======== RECORDED DATA ========

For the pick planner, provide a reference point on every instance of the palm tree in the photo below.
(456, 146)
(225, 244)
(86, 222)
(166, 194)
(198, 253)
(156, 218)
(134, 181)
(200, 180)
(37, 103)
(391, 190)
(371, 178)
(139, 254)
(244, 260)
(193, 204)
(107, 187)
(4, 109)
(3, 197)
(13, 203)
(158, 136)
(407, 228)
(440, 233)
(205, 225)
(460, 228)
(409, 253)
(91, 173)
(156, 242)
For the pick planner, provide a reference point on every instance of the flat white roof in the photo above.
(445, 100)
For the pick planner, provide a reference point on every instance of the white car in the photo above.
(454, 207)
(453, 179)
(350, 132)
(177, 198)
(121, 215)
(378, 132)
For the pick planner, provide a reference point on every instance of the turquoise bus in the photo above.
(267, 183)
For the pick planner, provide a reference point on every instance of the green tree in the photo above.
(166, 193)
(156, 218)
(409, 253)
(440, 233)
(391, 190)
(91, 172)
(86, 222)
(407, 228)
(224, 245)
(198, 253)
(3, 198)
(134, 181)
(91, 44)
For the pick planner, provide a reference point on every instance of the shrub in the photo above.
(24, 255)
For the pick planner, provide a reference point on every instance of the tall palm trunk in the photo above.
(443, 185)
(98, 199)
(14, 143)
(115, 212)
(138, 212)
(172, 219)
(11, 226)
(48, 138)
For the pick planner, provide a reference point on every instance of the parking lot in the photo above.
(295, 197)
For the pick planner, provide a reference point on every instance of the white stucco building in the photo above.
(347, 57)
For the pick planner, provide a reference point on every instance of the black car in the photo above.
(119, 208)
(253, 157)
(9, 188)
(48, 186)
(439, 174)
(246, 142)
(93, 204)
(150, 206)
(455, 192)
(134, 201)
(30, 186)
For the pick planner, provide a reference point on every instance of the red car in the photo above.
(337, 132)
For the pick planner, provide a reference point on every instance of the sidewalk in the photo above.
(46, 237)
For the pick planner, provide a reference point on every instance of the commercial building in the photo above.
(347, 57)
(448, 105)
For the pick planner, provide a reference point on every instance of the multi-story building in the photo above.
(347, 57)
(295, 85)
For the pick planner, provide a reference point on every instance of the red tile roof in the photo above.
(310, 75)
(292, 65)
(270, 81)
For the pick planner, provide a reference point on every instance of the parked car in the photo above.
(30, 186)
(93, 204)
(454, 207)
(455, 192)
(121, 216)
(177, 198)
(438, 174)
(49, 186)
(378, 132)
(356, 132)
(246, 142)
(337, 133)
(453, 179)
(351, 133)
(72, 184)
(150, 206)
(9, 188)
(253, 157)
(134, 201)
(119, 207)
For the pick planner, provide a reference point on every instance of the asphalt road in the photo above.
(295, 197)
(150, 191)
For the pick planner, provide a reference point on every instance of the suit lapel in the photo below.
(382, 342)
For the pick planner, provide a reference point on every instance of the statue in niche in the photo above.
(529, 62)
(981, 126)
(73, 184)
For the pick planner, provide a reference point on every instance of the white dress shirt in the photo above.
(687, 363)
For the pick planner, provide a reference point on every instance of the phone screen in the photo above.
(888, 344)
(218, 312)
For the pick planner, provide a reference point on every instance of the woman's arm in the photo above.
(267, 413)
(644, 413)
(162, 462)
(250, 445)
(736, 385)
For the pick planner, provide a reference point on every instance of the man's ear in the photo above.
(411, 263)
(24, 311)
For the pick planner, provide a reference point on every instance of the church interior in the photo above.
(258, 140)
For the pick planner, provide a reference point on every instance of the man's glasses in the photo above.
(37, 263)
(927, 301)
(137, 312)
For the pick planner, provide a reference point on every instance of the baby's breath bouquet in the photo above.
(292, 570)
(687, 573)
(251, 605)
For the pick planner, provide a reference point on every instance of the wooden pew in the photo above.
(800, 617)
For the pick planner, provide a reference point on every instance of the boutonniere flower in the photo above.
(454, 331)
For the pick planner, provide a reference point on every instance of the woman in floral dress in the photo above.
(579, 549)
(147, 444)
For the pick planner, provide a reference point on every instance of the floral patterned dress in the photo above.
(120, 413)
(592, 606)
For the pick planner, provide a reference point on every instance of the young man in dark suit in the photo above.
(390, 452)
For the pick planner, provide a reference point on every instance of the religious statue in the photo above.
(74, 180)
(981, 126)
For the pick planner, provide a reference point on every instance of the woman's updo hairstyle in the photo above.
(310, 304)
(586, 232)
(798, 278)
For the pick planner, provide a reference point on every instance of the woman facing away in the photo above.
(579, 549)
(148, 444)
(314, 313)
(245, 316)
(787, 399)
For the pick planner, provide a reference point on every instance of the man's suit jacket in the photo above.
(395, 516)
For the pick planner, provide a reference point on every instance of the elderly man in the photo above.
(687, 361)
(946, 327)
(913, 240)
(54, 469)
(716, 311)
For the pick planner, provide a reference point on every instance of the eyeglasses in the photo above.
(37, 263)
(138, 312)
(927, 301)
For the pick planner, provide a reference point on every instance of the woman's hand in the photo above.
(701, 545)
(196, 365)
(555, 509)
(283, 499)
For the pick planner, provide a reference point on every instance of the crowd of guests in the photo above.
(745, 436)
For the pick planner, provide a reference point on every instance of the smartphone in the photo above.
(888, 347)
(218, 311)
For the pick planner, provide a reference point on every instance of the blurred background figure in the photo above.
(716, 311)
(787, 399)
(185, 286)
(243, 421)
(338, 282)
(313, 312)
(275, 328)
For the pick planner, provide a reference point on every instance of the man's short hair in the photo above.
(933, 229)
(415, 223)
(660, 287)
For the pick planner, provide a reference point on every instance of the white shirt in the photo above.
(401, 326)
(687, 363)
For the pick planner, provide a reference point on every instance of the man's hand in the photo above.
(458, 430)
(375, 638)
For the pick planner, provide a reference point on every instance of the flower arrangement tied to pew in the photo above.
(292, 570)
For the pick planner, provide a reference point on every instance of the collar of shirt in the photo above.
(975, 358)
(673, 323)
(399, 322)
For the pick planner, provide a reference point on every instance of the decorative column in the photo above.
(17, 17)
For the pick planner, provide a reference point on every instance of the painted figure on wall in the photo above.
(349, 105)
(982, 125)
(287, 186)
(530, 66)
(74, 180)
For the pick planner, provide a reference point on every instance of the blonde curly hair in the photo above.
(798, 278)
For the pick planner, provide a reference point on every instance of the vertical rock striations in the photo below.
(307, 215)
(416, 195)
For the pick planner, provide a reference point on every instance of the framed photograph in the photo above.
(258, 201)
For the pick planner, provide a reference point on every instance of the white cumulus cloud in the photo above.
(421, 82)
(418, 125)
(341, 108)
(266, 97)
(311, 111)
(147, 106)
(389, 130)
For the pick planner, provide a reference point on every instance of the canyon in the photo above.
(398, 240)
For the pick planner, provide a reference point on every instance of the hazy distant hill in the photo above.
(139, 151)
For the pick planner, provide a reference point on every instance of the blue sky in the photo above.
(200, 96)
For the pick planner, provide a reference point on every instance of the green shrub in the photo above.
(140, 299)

========

Can you reproduce all the material exactly?

▶ [SOLUTION FOR THIS TASK]
For the pick planner, provide a reference point on every instance of the palm tree in the photo below.
(456, 146)
(225, 244)
(86, 222)
(166, 194)
(198, 253)
(156, 218)
(134, 181)
(200, 180)
(37, 103)
(391, 190)
(371, 178)
(139, 254)
(244, 260)
(193, 204)
(107, 187)
(4, 109)
(3, 197)
(13, 203)
(158, 136)
(407, 228)
(440, 233)
(205, 225)
(460, 228)
(409, 253)
(91, 173)
(156, 242)
For the pick planner, provide a reference point on every instance of the flat white roof in the photo above.
(445, 100)
For the pick planner, provide a reference point on every instance of the white car in the photo above.
(454, 207)
(453, 179)
(350, 132)
(177, 198)
(121, 215)
(378, 132)
For the pick planner, provide a reference point on every instance of the turquoise bus in the photo above.
(267, 183)
For the pick planner, provide a reference point on every instance of the green tree in the photo above.
(166, 193)
(156, 218)
(409, 253)
(440, 233)
(391, 190)
(91, 172)
(86, 222)
(407, 228)
(224, 245)
(198, 253)
(3, 198)
(134, 181)
(91, 44)
For the pick planner, provide a reference point on every instance of the shrub in the photo above.
(24, 255)
For the pick planner, provide a reference point on every instance of the tall palm trunk in the photo above.
(443, 185)
(98, 199)
(14, 143)
(115, 212)
(138, 212)
(172, 219)
(11, 226)
(48, 138)
For the pick planner, provide a reference point on every instance of the parking lot in the photo above.
(295, 197)
For the pick planner, provide a reference point on every instance of the white stucco building in the photo above.
(347, 57)
For the pick planner, provide a reference point on every instance of the black car in the photo above.
(119, 208)
(253, 157)
(9, 188)
(48, 186)
(439, 174)
(246, 142)
(93, 204)
(150, 206)
(455, 192)
(134, 201)
(30, 186)
For the pick planner, provide a reference point on every instance of the red car in the photo above.
(337, 132)
For the pick planner, provide a reference point on every instance of the sidewalk in the photo above.
(46, 237)
For the pick planner, provide a reference point on every instance of the commercial building in the photo above.
(347, 57)
(448, 105)
For the pick planner, provide a reference point on every instance of the multi-story building in the photo above.
(347, 57)
(295, 85)
For the pick planner, provide a reference point on every instance of the red tile roof in the photo above.
(310, 75)
(292, 65)
(270, 81)
For the pick planner, provide a reference point on every instance of the parked car in the photo above.
(30, 186)
(93, 204)
(454, 207)
(455, 192)
(121, 216)
(177, 198)
(438, 174)
(49, 186)
(378, 132)
(356, 132)
(246, 142)
(337, 133)
(453, 179)
(351, 133)
(72, 184)
(150, 206)
(9, 188)
(253, 157)
(134, 201)
(119, 207)
For the pick planner, provide a reference point on every instance of the asphalt road in the photo above.
(295, 197)
(150, 191)
For the pick planner, provide a reference point on every instance of the suit lapel in the photo below.
(382, 342)
For the pick planner, provide a reference point on every instance of the statue in niche in the photo above.
(529, 62)
(981, 126)
(73, 184)
For the pick planner, provide a reference point on every instance of the white dress shirt in the photo above.
(687, 363)
For the pick planner, provide a reference point on every instance of the phone screen in the photo above.
(888, 344)
(218, 312)
For the pick planner, provide a reference point on every instance of the woman's arm in the photo above.
(267, 413)
(644, 413)
(162, 462)
(250, 445)
(736, 385)
For the pick planner, provide a reference point on every instance of the man's ear in the photo above.
(411, 263)
(24, 311)
For the pick planner, provide a reference point on every instance of the church interior in the photo above.
(258, 140)
For the pick planner, provide a reference point on every instance of the man's glasses in the photo above.
(37, 263)
(927, 301)
(137, 312)
For the pick planner, provide a reference point on every instance of the baby's breath bouquet in the photo above.
(292, 570)
(687, 573)
(251, 605)
For the pick planner, provide a reference point on every instance of the wooden pew in the photo above.
(800, 617)
For the pick planner, provide a reference point on every instance of the boutonniere flower in the photo above.
(454, 331)
For the pick planner, provide a reference point on every instance of the woman in floral dress in the photo above.
(579, 549)
(147, 444)
For the pick planner, provide a reference point on every instance of the floral patterned dress in the photo above.
(120, 413)
(592, 606)
For the pick planner, provide a reference point on every instance of the young man in dark suit in the photo above.
(390, 452)
For the pick planner, provide a reference point on every instance of the religious statue in the photo above.
(74, 180)
(981, 126)
For the pick planner, provide a reference point on every instance of the woman's updo hairstyle in the photo above.
(310, 304)
(586, 232)
(798, 278)
For the pick planner, provide a reference point on every instance of the woman facing away in the photo above.
(579, 549)
(148, 444)
(314, 313)
(245, 316)
(787, 399)
For the pick planner, provide a reference point on every instance of the man's suit jacket in the photo above.
(395, 516)
For the pick planner, provide a reference point on every instance of the elderly man in the photo above.
(687, 361)
(946, 327)
(913, 240)
(54, 469)
(716, 311)
For the pick planner, provide a reference point on every instance of the eyeglasses in the photo above.
(37, 263)
(138, 312)
(927, 301)
For the pick planner, provide a reference point on every instance of the woman's hand in the photo above.
(701, 545)
(196, 365)
(555, 509)
(283, 499)
For the pick planner, provide a reference point on every instance of the crowd of guests in the photo above.
(745, 436)
For the pick planner, provide a reference point on every instance of the smartphone in the photo above.
(888, 347)
(218, 311)
For the pick planner, provide a reference point on every instance of the blurred background figure in the photo above.
(716, 311)
(787, 399)
(185, 286)
(243, 421)
(338, 282)
(313, 312)
(275, 328)
For the pick planner, provide a reference point on every instance of the man's short hair in the photo above.
(933, 229)
(415, 223)
(660, 287)
For the pick planner, provide a reference point on every instance of the white shirt in the photo above.
(401, 326)
(687, 363)
For the pick planner, provide a reference point on every instance of the man's hand in the photo above.
(458, 430)
(375, 638)
For the pick planner, provide a reference point on every instance of the flower arrangement tied to pew in the photo above.
(292, 570)
For the pick planner, provide a reference point on every instance of the collar of shirt in the photo above.
(975, 358)
(673, 323)
(399, 322)
For the pick planner, provide a reference point on every instance of the decorative column in the photo above.
(17, 17)
For the pick planner, provide a reference point on every instance of the painted figure on wall in the photo above.
(349, 105)
(982, 125)
(287, 186)
(530, 66)
(74, 180)
For the pick planner, provide a reference point on every instance of the blonde curly hair in the photo above.
(798, 278)
For the pick planner, provide a reference point on every instance of the vertical rock striations in the photo below.
(307, 215)
(416, 195)
For the pick planner, provide a reference point on every instance of the framed photograph in the photo above.
(258, 201)
For the pick planner, provide a reference point on every instance of the white cumulus cloud in the photo above.
(421, 82)
(418, 125)
(341, 108)
(266, 97)
(311, 111)
(147, 106)
(389, 130)
For the pick planner, provide a reference point on every instance of the canyon in the photo above.
(398, 240)
For the pick planner, provide a reference point on every instance of the hazy distant hill in the photo above.
(139, 151)
For the pick planner, provide a reference point on every instance of the blue sky in the photo above.
(200, 96)
For the pick planner, provide a reference point on every instance of the green shrub in the photo above.
(140, 299)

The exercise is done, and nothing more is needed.